■ RECORDS FOR THIS TASK ■
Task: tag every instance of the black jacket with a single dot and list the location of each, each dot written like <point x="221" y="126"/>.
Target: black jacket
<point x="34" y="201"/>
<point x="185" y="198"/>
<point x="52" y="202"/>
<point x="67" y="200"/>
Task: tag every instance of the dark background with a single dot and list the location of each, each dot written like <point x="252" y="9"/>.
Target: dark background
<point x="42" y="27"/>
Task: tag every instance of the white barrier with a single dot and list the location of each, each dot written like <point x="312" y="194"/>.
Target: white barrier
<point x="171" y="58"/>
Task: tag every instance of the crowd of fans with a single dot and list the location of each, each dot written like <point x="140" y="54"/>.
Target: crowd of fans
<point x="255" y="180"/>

■ WHAT YOU WILL DO ■
Reproduce the data above exactly, leaving nothing out.

■ WRITTEN SOLUTION ■
Task: tag every instance of the black jacket with a single dot and list the location of each, each dot written like <point x="221" y="126"/>.
Target: black jacket
<point x="34" y="201"/>
<point x="185" y="198"/>
<point x="52" y="202"/>
<point x="67" y="200"/>
Task: tag every instance of the dark background with a single dot and list the location of each, each dot written like <point x="252" y="9"/>.
Target: dark background
<point x="42" y="27"/>
Task: tag every instance of the white barrier with a single dot and list the location of each, each dot written like <point x="312" y="194"/>.
Target: white barrier
<point x="171" y="58"/>
Task: tag every instance of the crowd of fans with a single dot and list the location of each, each dot written like <point x="140" y="54"/>.
Target: crowd of fans
<point x="255" y="180"/>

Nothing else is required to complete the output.